==== RECORDS SUPPLIED ====

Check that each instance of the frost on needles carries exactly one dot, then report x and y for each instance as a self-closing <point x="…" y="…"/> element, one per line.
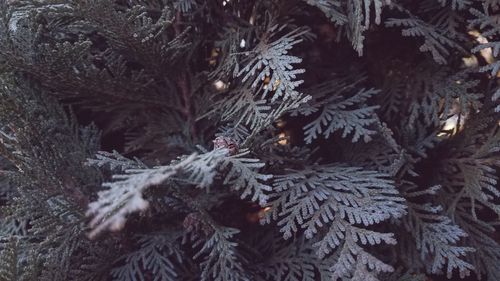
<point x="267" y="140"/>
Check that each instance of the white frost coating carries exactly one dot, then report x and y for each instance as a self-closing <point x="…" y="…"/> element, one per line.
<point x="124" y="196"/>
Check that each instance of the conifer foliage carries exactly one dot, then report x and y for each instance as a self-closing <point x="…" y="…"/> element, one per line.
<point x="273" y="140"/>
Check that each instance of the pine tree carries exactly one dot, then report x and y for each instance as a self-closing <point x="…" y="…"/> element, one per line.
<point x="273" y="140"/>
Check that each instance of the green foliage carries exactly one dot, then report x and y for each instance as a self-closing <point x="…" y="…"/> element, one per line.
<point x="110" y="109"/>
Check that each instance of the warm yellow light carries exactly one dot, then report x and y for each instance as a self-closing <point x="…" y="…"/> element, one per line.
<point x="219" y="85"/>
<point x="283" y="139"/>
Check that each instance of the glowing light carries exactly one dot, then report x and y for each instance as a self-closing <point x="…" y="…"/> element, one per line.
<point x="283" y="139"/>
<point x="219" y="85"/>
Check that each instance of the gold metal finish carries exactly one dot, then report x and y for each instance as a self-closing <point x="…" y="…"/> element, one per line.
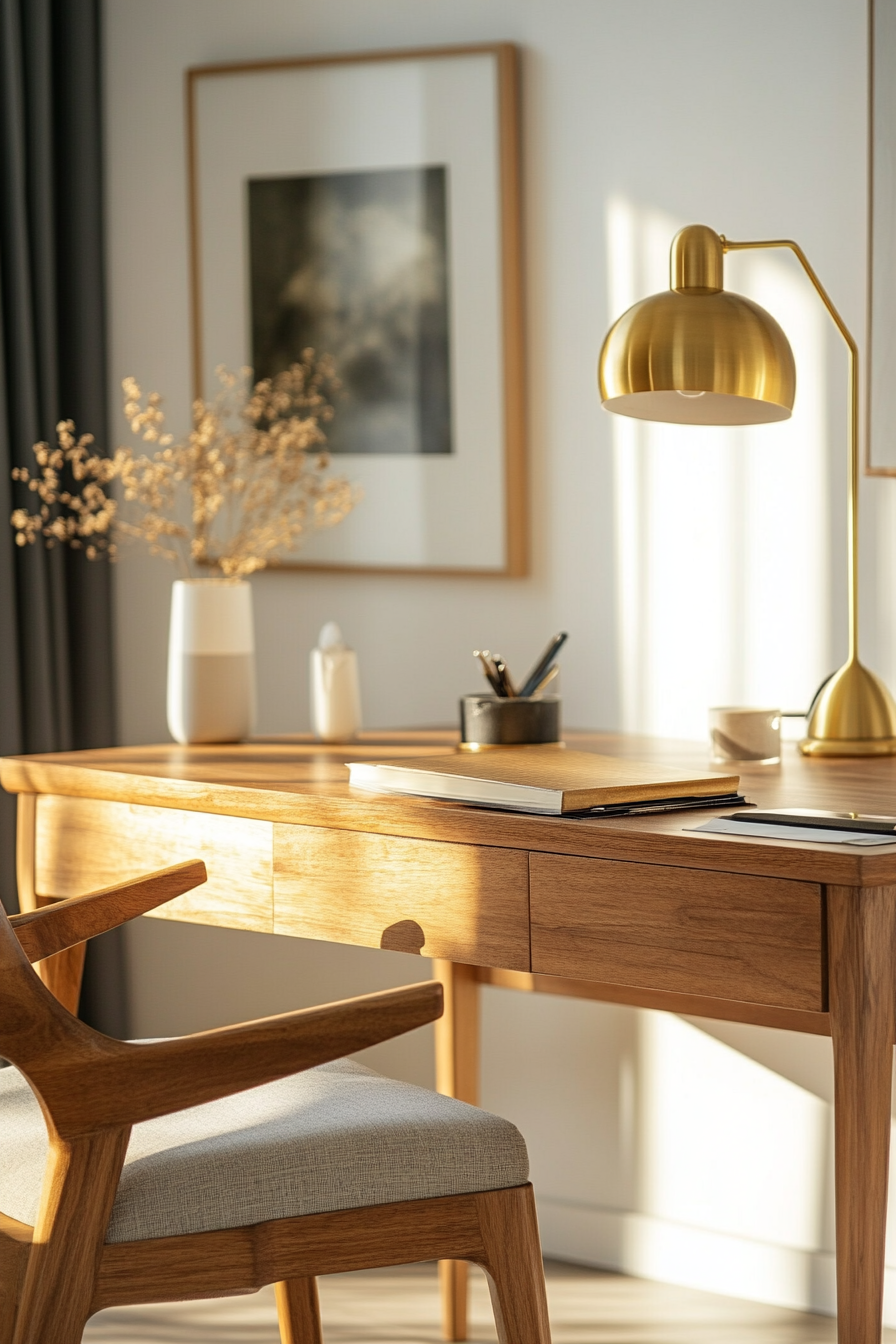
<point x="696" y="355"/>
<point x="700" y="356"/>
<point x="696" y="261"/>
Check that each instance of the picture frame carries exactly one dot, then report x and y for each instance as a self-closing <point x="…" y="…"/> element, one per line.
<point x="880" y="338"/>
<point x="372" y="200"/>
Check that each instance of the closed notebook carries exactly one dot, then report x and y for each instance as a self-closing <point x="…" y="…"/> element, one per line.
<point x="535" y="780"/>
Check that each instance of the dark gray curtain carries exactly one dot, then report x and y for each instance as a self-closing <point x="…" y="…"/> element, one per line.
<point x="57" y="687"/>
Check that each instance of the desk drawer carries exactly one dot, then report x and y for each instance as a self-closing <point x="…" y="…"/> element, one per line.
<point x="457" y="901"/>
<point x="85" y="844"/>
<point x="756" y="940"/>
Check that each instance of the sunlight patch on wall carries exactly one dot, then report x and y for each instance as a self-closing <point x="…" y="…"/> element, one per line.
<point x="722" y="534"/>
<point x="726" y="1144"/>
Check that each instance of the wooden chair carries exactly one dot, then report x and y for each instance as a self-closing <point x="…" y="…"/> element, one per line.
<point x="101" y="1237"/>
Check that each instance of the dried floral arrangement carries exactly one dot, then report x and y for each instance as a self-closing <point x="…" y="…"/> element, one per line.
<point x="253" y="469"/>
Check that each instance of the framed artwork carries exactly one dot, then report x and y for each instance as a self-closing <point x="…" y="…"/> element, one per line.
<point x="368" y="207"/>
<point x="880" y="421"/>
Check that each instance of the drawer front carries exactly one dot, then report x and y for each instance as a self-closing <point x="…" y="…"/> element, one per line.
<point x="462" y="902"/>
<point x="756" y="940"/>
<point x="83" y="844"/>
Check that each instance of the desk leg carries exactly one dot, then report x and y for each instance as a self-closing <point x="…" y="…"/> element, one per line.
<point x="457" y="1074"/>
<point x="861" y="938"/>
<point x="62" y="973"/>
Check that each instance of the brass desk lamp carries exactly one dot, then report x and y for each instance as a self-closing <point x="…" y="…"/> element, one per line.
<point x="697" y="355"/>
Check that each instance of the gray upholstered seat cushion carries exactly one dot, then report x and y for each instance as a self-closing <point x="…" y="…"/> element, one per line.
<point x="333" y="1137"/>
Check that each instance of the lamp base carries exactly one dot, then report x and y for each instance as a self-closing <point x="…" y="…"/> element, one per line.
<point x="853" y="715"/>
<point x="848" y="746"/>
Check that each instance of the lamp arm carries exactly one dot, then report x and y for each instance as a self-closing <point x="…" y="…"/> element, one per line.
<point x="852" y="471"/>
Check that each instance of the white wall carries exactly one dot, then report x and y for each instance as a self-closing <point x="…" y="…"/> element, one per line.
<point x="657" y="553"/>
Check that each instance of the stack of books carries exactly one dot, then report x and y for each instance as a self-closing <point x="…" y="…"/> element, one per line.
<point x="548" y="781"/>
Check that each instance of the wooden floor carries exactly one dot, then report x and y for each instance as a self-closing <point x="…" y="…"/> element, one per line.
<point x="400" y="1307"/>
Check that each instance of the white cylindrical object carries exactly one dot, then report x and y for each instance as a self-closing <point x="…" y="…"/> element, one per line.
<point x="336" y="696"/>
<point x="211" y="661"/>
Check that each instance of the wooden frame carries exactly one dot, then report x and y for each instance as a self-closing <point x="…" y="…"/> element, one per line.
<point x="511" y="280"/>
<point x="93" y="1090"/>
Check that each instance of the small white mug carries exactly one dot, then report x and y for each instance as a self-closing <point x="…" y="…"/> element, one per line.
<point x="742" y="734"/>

====

● **EXERCISE**
Retype exactly, please, each line from the line that contains "Check that each instance of the lamp base" through the last line of the entries above, with nothing added.

● **THE SOLUTION**
Check that each instance of the lamp base carries exactly one dot, then report x and y for each instance as a self-closing <point x="…" y="…"/> element, one per line.
<point x="853" y="715"/>
<point x="848" y="746"/>
Check that each instance of the lamp arm carries exactly one dot, then report x and y for each instance as a self-closing <point x="…" y="…"/> element, one per line.
<point x="852" y="471"/>
Check that each instance of the white wall carries exactly one dot, then report x and y for each instance as a self-closing <point x="…" y="…"/> element, one per line.
<point x="657" y="553"/>
Check that each instance of the stack of books carries exactly one dot, then report x and y for each instance as a self-closing <point x="…" y="…"/> element, one per line.
<point x="548" y="781"/>
Check that each instance of the wooden floor carries exactly one dot, then report x and y for each instance as a self-closing <point x="…" y="…"/> element, one per line.
<point x="400" y="1307"/>
Check that each instance of the white cylindrical object carries exactly one dot, then report x and y for each instance as a self-closing <point x="…" y="…"/> element, one per line.
<point x="336" y="696"/>
<point x="211" y="661"/>
Check that each instance of the wooden frame carries exactly one dot, then report x and y for each instance as a self-closing <point x="…" y="…"/> element, one per line.
<point x="511" y="280"/>
<point x="93" y="1090"/>
Check that each instance of the small white mug carries exactly one dot, then report x and y for each instance as a self-closing <point x="…" y="…"/> element, one per line.
<point x="742" y="734"/>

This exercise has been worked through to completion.